Record list
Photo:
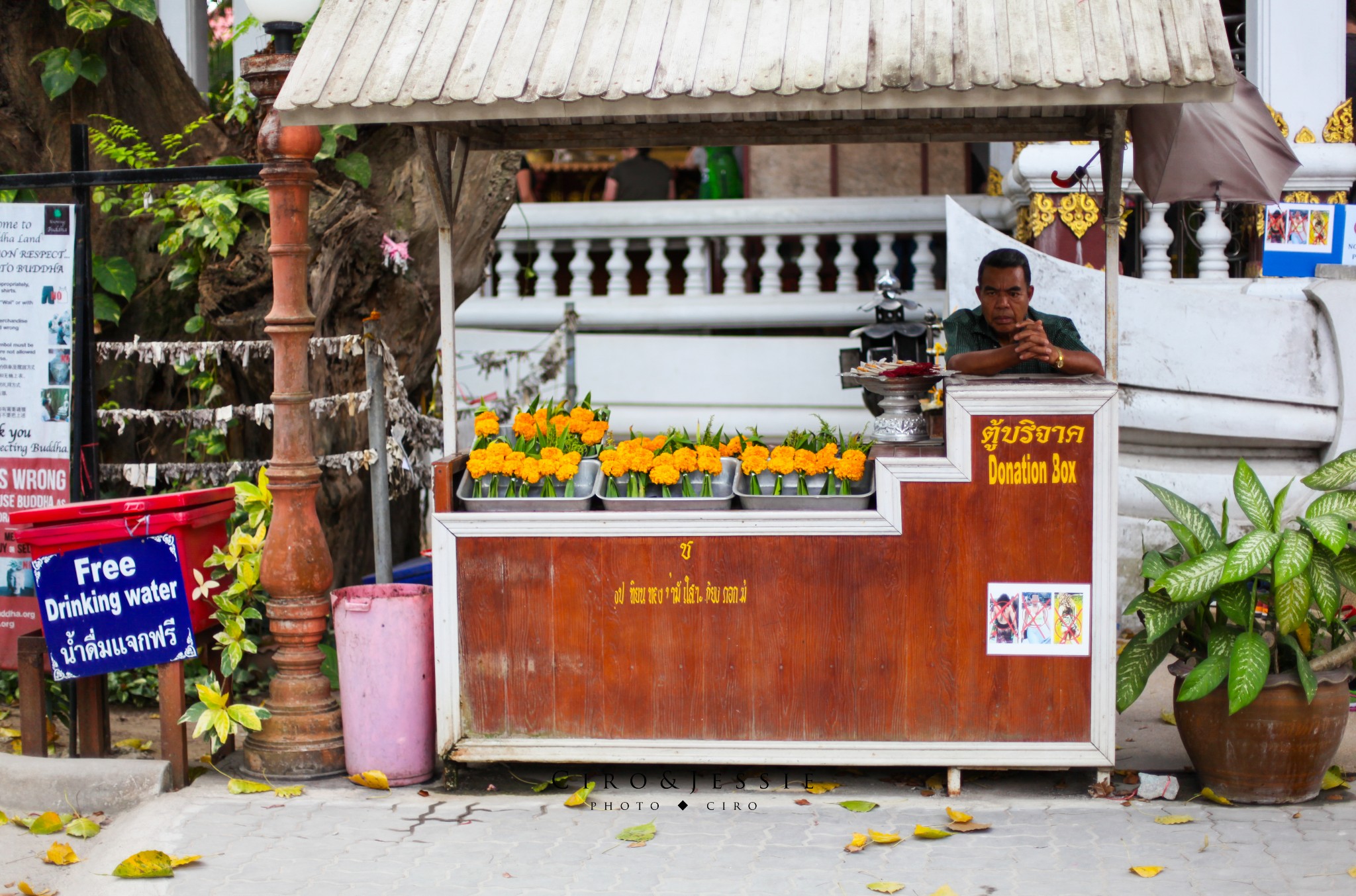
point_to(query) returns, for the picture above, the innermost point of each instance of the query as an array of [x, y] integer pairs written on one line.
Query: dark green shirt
[[969, 331]]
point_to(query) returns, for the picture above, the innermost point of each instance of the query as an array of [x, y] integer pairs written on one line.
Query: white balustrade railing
[[722, 247]]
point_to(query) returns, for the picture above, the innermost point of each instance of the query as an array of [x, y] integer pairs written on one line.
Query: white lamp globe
[[284, 19]]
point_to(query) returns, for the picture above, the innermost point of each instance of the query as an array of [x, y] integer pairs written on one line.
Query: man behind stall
[[1005, 334]]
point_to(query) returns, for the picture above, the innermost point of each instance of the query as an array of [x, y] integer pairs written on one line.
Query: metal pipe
[[373, 350]]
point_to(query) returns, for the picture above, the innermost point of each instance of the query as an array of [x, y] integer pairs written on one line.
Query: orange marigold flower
[[525, 426], [487, 424], [595, 433], [579, 419], [685, 460], [663, 474]]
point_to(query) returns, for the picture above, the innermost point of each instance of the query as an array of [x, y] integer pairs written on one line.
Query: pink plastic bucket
[[384, 635]]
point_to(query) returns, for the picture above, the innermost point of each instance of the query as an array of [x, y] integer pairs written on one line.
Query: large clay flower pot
[[1274, 750]]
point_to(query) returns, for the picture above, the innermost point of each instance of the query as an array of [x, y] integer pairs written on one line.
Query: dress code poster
[[115, 606], [37, 274]]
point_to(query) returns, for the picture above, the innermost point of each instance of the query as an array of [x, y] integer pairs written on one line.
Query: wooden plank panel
[[718, 67], [518, 53], [360, 50], [468, 76], [1066, 56], [763, 68], [893, 33], [811, 45], [309, 76], [789, 639], [635, 73], [846, 69], [434, 59], [482, 600], [397, 53], [564, 48]]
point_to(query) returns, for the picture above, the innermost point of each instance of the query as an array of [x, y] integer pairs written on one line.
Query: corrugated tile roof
[[534, 63]]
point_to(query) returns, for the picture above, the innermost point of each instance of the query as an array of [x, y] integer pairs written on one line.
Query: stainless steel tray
[[585, 483], [722, 487], [861, 492]]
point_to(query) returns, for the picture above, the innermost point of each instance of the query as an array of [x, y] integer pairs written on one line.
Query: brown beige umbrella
[[1211, 151]]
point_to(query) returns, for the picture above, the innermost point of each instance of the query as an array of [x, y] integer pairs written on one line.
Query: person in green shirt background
[[1005, 334]]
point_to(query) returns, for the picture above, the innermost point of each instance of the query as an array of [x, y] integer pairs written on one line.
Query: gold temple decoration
[[1281, 122], [1041, 213], [1023, 231], [996, 182], [1339, 128], [1079, 212]]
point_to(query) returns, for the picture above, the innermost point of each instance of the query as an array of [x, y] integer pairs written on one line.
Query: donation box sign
[[115, 606], [37, 270]]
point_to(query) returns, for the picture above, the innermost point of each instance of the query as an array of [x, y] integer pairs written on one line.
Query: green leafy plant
[[64, 66], [1267, 602], [215, 715]]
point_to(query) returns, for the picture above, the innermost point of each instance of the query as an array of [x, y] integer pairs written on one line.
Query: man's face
[[1004, 296]]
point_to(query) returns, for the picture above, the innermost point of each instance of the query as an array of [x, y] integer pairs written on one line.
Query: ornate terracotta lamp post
[[304, 738]]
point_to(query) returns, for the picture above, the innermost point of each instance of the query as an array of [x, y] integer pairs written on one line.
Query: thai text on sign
[[115, 606]]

Problem description
Reproduce each line exactly as it appears, omitting the pictures.

Written answer
Photo:
point_to(query) returns, for the picture above, the innermost point of each instance of the query as an array of [x, y] integer pairs written on one line.
Query: dark green shirt
[[969, 331]]
point_to(query) returns, for the picture above, the innermost point of each instance of the query as an array of [x, y] integer pairs written on one line.
Query: white balustrade railing
[[722, 247]]
point_to(query) returns, for the picture above, the innermost point of each instance of the query as an array of [x, y] integer pairs written on one line.
Query: white lamp globe
[[284, 19]]
point_to(query) returns, for the picture above, the innermost point of each instance of the query as an array of [x, y] integer pairs written on one line.
Query: man behind stall
[[1005, 334]]
point_to(query) returns, for the picture above, the innermost point of each instance of the query as an array of [x, y] integer pairs written on one line.
Query: metal pipe
[[373, 350]]
point_to(query) returns, for the picture above, the innermost point of each instance of the query as an array of [x, y] integer pairs written on one line.
Query: orange marigold flower
[[525, 426], [487, 424], [595, 433], [579, 419], [685, 460], [663, 474]]
point_to(query) returns, for the picture above, the innermost point of each instance of the query as an array of [x, y] integer pairs written on one line.
Query: pink plastic bucket
[[384, 635]]
point_to(query) returns, for the picture above, the innermost point of each instance of the query as an array of [x, y] integer pairs written on one line.
Query: large clay flower pot
[[1274, 750]]
point_to(query) returns, for the picture above, the innermost point of each instance of the query as an array of [x, y] integer pairs written on one line.
Query: dress code poster
[[115, 606], [37, 274]]
point_to(query) returns, for the picture above, the innermost point of each instance of the query as an array of [x, y] integer pairs written on one line.
Query: wooden plank panel
[[718, 67], [518, 53], [360, 50], [468, 76], [1066, 56], [763, 68], [893, 33], [811, 45], [309, 76], [789, 639], [635, 73], [846, 69], [434, 59], [482, 600], [397, 53], [564, 48]]
point_to(query) returns, for the picture above, the innermost point of each instance of the query as an array of [x, y] integer pairs written on one line.
Query: corrugated tile roof
[[534, 63]]
point_to(query) returns, for the picture above, the innermost point of each instance of the query as an array of [x, y] integer pairs written on one line.
Query: stainless steel tray
[[585, 483], [722, 487], [861, 492]]
point_to(query) returns, for the picture above, the innermost point of each instance of the query as an array of [x, y] integer pairs written on one line.
Query: brown beige umbrella
[[1211, 151]]
point_to(query) returns, for the picture above, the innermost point of each instance of the query as an array of [x, y] integer pairs written on one line.
Query: person in green shirt background
[[1005, 334]]
point_to(query) returns, for the picture above, the innermost point of each instance of the query as an array of [x, y] integer pairs written on one line.
Query: gold temple decoration
[[1281, 122], [1041, 213], [1023, 231], [996, 182], [1339, 128], [1079, 212]]
point_to(query) returns, for the picture above, the innermost point of each instance of the query as an array of [x, y] integer pairs written on one line.
Query: donation box sign
[[115, 606], [37, 270]]
point_to(query) returns, for the picture above, the innermost point of each instance of the query as an array of [x, y] integer pairs written on one line.
Query: green leafy plant
[[64, 66], [1267, 602], [215, 715]]
point_to(query) returns, for the picture above, the innermost point of each instance of the query as an array of [x, y] integer pairs written on one line.
Query: man's face
[[1004, 296]]
point_to(query) returns, for the picture above, the innermost point of each instance of the query as an array of [x, y] integer pairs written on one line.
Query: ornate terracotta lamp post
[[304, 738]]
point_to(query) returns, for the picture above, the innermost point of each instance of the query as an array of [x, y] integer pairs written on one line.
Query: thai text on sign
[[115, 606]]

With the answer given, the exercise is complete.